[ОТРЫВОК ТЕКСТА]

Офисный пилот. О невидимой стороне профессии пилота — страница 39 из 41

Если один из двух двигателей, разнесенных по сторонам от центра тяжести, отказывает, то второй, работающий на полной тяге, начинает создавать сильный разворачивающий момент. Боковой ветер тоже разворачивает лайнер. Помните, что мы взлетаем еще и со скользкой полосы и самолет на ней хуже управляется?

Потому и говорил знаменитый советский летчик-испытатель Михаил Громов: «Взлет опасен, полет прекрасен, посадка трудна». Посадка всего лишь трудна, а вот взлет – опасен! Опасен именно из-за таких нюансов.

А если все работает и ничего не отказывает, тогда проще, конечно же, выполнить взлет, чем посадку.

Мы на то в кабине и сидим, «скучаем», чтобы «если вдруг»…


Я принял решение взлетать с закрылками в положении 15 на повышенной тяге. В этом случае скорость на отрыве меньше, чем с привычными для пилота «Боинга-737» закрылками 5, дистанция разбега короче, а оставшейся для остановки полосы – больше. По правде говоря, в Новом Уренгое я и летом взлетаю с бо́льшим, чем обычно, отклонением механизации крыла: мне жалко наш лайнер, который бьется на колдобинах взлетной полосы богатого нефтью и газом города. Чем меньше времени самолет бежит по ухабам, тем он целее.

[ФРАГМЕНТ ДАННЫХ]
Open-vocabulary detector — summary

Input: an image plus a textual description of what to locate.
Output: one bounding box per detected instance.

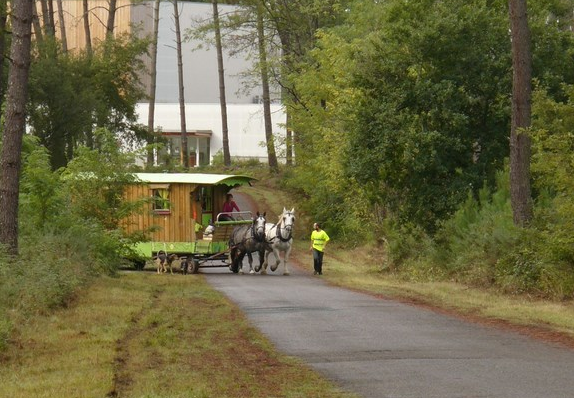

[РАБОЧИЕ УКАЗАНИЯ] Продолжите отрывок о работе пилота, начав сразу после его последнего предложения. Данные взяты из другого источника.

[РЕЗУЛЬТАТ ЗАДАНИЯ]
Меня вогнала в ступор фраза второго пилота, брошенная им небрежно после того, как я озвучил свое решение взлетать с закрылками 15:

– Хочешь потренироваться?

Мне непонятно, это он пошутил так неудачно или настолько привык к одному положению, 5, что взлет с иным считает за тренировку?

Нет, брат! Это не тренировка, это осмысленное применение.

Расстроил меня вопрос коллеги. Мне хочется видеть пилотов, всегда использующих содержимое головы по прямому назначению, оценивающих условия полета и умеющих минимизировать риски.

А вижу тех, для кого цель жизни – летать по рельсам, не задумываясь.


Выполняю предполетный осмотр самолета, обращаю внимание на то, что нижняя поверхность крыла покрыта инеем. В нем сейчас очень холодное топливо – из-за остывшего в полете керосина металл промерз и во влажном воздухе покрылся тонким слоем топливного инея. На нашем самолете наличие инея на нижней стороне крыла говорит о том, что и верхняя поверхность тоже в инее, несмотря на чудесные минус шесть градусов на улице.

Явление, которое я наблюдаю, известно под названием «топливный иней». Его по правилам надо бы убрать. Учитывая уже увиденные богатства нефтегазовой столицы, я собрался было пригорюниться, но вот тут-то олигархи меня наконец порадовали – оказывается, не так давно в аэропорту появилась противообледенительная жидкость четвертого типа, и даже специальная машина для быстрой обработки поверхностей самолета в наличии!

Вот это прогресс! Пару лет назад здесь могли облить только «Арктикой ДГ», жидкостью первого типа, которая при очень низких температурах замерзнет раньше, чем самолет дорулит до полосы. А о методике обработки самолета непосредственно у ВПП, с включенными двигателями, страна еще не слышала.

Обнадеживает! Может, лет через пять и полосу научатся доводить до хорошего сцепления, и лопаты завезут, чтобы перрон чистить?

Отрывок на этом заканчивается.